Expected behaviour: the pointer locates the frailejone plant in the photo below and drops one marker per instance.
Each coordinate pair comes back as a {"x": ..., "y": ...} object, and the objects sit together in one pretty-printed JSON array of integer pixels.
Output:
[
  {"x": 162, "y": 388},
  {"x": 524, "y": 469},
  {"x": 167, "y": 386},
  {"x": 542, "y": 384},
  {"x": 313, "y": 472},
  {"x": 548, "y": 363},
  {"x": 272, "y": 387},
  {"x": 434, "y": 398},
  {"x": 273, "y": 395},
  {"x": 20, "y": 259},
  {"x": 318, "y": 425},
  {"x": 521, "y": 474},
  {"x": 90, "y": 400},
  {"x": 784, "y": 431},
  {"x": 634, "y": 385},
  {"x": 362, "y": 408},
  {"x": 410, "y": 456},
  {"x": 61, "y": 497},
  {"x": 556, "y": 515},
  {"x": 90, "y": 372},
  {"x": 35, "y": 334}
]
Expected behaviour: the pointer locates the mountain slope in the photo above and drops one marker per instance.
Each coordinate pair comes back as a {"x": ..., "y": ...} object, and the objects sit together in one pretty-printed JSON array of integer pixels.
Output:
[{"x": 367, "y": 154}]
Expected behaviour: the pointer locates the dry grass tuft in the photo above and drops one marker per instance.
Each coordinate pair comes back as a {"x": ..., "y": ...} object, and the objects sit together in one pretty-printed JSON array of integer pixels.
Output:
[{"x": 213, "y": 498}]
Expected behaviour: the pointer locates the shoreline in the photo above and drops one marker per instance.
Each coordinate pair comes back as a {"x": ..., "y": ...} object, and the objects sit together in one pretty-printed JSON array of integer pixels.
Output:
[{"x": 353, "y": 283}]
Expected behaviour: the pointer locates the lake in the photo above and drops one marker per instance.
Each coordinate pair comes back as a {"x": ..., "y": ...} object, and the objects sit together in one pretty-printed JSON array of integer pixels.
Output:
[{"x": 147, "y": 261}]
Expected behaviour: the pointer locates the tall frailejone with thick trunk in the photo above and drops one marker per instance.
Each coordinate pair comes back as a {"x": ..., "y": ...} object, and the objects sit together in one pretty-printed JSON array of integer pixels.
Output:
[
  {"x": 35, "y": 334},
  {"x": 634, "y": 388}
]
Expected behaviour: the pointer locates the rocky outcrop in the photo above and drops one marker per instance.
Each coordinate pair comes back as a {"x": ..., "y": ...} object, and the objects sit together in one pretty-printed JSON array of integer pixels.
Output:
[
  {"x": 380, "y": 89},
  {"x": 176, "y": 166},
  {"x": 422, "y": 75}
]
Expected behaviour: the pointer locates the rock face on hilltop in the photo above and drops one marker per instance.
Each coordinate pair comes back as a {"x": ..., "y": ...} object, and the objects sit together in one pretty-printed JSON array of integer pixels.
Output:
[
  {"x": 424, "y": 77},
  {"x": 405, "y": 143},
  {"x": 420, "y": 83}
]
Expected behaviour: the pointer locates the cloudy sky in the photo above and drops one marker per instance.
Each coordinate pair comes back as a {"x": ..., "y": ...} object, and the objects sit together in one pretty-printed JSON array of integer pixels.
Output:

Exercise task: Go through the listing and copy all of it exactly.

Correct answer:
Expected behaviour: the pointer locates the frailejone plant in the photo below and drops one marker per instance.
Each coordinate pair comes back as a {"x": ..., "y": ...} object, and the objects sit together in one pretty-printed JSON array of integer pixels.
Output:
[
  {"x": 162, "y": 388},
  {"x": 524, "y": 469},
  {"x": 167, "y": 386},
  {"x": 542, "y": 384},
  {"x": 313, "y": 472},
  {"x": 548, "y": 363},
  {"x": 272, "y": 387},
  {"x": 434, "y": 398},
  {"x": 273, "y": 395},
  {"x": 20, "y": 259},
  {"x": 318, "y": 425},
  {"x": 521, "y": 474},
  {"x": 90, "y": 400},
  {"x": 784, "y": 431},
  {"x": 634, "y": 385},
  {"x": 362, "y": 408},
  {"x": 410, "y": 456},
  {"x": 61, "y": 497},
  {"x": 556, "y": 515},
  {"x": 90, "y": 372},
  {"x": 35, "y": 334}
]
Expected behaviour: the pointer locates the mountain slope in the photo above and drops one marker per instance.
Each coordinate pair comes back as a {"x": ..., "y": ...} object, and the objects sit together in one pretty-printed JSON array of integer pixels.
Output:
[{"x": 367, "y": 154}]
Expected behaviour: the pointer locates the dry grass tuft in the photo above and drops one marker per instance.
Each coordinate pair comes back as a {"x": ..., "y": ...} object, and the objects sit together in one pretty-printed JSON array of integer pixels.
Output:
[{"x": 213, "y": 498}]
Expected behaviour: the pointer locates the shoreline in the photo above and drops one marker per instance.
Each coordinate pair comes back as a {"x": ..., "y": ...} object, and the objects sit together in one pretty-printed JSON array of integer pixels.
Output:
[{"x": 353, "y": 283}]
Expected behaviour: the pointer locates the lake in the photo above and drops one marker per instance.
Each coordinate pair comes back as a {"x": ..., "y": ...} object, and the objects sit together in one pretty-printed JSON array of integer pixels.
Output:
[{"x": 147, "y": 261}]
Expected behaviour: the pointer locates the tall frailejone with thick trunk in the photo above and drops one marker per instance.
Each coordinate pair comes back as a {"x": ..., "y": ...} object, and the objects sit together in one pretty-printed JSON array of integer pixels.
Output:
[
  {"x": 35, "y": 334},
  {"x": 634, "y": 388}
]
Expected behaviour: the pointer locates the rocky outcrop in the photo above and drops one marker per instance.
Each coordinate pair comes back as a {"x": ..., "y": ...} object, and the objects sit together in one pretty-printed JSON array of integer pixels.
Output:
[
  {"x": 380, "y": 89},
  {"x": 176, "y": 166},
  {"x": 422, "y": 75}
]
Expected behaviour: the pointer locates the rock face on hilltop in the photo above and drops one marker per instance.
Each coordinate pair comes back as a {"x": ..., "y": ...} object, and the objects sit together in one pretty-printed JSON array of integer pixels.
Output:
[
  {"x": 424, "y": 77},
  {"x": 405, "y": 143},
  {"x": 420, "y": 83}
]
Expected behaviour: the pointer locates the cloudy sky in the photo above and drops one marker per instance.
Each coordinate pair comes back as a {"x": ..., "y": ...} object, and the objects sit together in one pretty-printed JSON array of integer pixels.
Output:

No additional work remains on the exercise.